Start of DATASET CONTENT

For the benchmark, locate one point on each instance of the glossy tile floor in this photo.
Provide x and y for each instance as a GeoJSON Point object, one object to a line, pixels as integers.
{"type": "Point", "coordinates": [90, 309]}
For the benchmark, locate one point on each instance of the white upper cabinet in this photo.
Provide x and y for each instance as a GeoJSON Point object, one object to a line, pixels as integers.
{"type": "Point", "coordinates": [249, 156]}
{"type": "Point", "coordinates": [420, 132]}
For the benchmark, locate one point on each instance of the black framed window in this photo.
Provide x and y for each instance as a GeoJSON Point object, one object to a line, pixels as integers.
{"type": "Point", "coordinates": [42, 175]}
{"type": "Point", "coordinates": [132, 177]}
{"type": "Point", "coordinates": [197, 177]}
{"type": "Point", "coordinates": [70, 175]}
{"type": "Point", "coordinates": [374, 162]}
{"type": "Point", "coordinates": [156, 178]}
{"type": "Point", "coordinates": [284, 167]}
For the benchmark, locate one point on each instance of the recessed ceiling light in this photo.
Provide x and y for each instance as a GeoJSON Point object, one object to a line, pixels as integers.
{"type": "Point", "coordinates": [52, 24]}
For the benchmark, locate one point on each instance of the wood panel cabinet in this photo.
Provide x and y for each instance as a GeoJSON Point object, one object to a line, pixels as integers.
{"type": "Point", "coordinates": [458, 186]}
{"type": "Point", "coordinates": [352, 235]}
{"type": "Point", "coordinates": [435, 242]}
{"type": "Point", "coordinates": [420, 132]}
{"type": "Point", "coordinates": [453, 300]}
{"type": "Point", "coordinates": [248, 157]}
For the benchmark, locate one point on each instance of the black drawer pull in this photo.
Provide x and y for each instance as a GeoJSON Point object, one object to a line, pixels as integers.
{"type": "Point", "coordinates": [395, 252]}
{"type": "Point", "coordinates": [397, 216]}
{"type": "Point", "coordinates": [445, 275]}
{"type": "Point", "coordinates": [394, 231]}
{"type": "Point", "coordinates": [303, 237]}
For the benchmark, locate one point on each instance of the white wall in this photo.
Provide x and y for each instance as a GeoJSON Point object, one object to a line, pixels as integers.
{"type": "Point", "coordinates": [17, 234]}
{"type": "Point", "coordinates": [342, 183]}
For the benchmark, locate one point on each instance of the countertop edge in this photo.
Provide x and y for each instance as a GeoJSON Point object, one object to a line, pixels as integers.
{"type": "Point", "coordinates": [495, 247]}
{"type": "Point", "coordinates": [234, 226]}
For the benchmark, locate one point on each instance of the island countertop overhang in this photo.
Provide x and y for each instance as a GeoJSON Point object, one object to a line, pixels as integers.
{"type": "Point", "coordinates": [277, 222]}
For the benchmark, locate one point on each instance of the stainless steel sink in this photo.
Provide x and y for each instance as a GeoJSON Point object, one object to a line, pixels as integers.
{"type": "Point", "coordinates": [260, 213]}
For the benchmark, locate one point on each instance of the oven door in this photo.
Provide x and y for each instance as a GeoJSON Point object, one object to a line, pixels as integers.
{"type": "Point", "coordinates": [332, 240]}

End of DATASET CONTENT

EXERCISE OBJECTIVE – Present every line of the entries above as a numbered list, leaving out any blank lines.

ANSWER TO THIS TASK –
1. For the benchmark, locate one point on each instance of the glossy tile floor in this photo.
2. Provide x and y for each instance as a GeoJSON Point object, one object to a line, pixels as integers.
3. {"type": "Point", "coordinates": [90, 309]}
4. For the benchmark, locate one point on each instance of the white upper cabinet in this photo.
5. Provide x and y for each instance as a GeoJSON Point object, one object to a line, pixels as integers.
6. {"type": "Point", "coordinates": [249, 156]}
7. {"type": "Point", "coordinates": [420, 132]}
8. For the benchmark, locate one point on each instance of the black framed window in this photo.
9. Provide x and y for each instance as a GeoJSON Point object, one object to a line, pixels as integers.
10. {"type": "Point", "coordinates": [42, 175]}
11. {"type": "Point", "coordinates": [132, 177]}
12. {"type": "Point", "coordinates": [197, 177]}
13. {"type": "Point", "coordinates": [70, 175]}
14. {"type": "Point", "coordinates": [374, 162]}
15. {"type": "Point", "coordinates": [156, 178]}
16. {"type": "Point", "coordinates": [284, 167]}
17. For the benchmark, locate one point on each instance of the recessed ceiling light in this photo.
18. Provide x and y for each instance as a GeoJSON Point object, one object to a line, pixels as integers.
19. {"type": "Point", "coordinates": [52, 24]}
20. For the benchmark, locate one point on each instance of the wood panel cabinet in this photo.
21. Provide x and y for each instance as a GeoJSON Point object, one object to a line, pixels as integers.
22. {"type": "Point", "coordinates": [458, 186]}
23. {"type": "Point", "coordinates": [352, 235]}
24. {"type": "Point", "coordinates": [435, 242]}
25. {"type": "Point", "coordinates": [420, 132]}
26. {"type": "Point", "coordinates": [453, 300]}
27. {"type": "Point", "coordinates": [248, 157]}
28. For the benchmark, locate one point on each instance of the black drawer pull in this photo.
29. Provide x and y for each instance as a GeoJSON Point object, one object to a line, pixels as integers.
30. {"type": "Point", "coordinates": [395, 252]}
31. {"type": "Point", "coordinates": [397, 216]}
32. {"type": "Point", "coordinates": [445, 275]}
33. {"type": "Point", "coordinates": [394, 231]}
34. {"type": "Point", "coordinates": [303, 237]}
35. For the benchmark, locate one point on each instance of the white wall in this photo.
36. Provide x and y for each instance as a GeoJSON Point object, one object to a line, pixels as integers.
37. {"type": "Point", "coordinates": [17, 234]}
38. {"type": "Point", "coordinates": [342, 183]}
39. For the benchmark, locate one point on each instance of the countertop edge in this photo.
40. Provide x and y for each instance as a GeoJSON Point object, one object to a line, pixels as integers.
41. {"type": "Point", "coordinates": [495, 247]}
42. {"type": "Point", "coordinates": [234, 226]}
43. For the benchmark, locate one point on each instance of the island countertop overhang in this photo.
44. Provide x and y for each instance as a GeoJSON Point object, one object to a line, pixels as integers.
45. {"type": "Point", "coordinates": [277, 222]}
46. For the benchmark, locate one point on each instance of the stainless steel sink in this photo.
47. Provide x and y for each instance as a GeoJSON Point object, one object to a line, pixels as integers.
48. {"type": "Point", "coordinates": [260, 213]}
49. For the benchmark, locate one point on each instance of the oven door in this photo.
50. Provide x and y for each instance as a GeoJSON Point object, one object to a line, pixels as integers.
51. {"type": "Point", "coordinates": [332, 240]}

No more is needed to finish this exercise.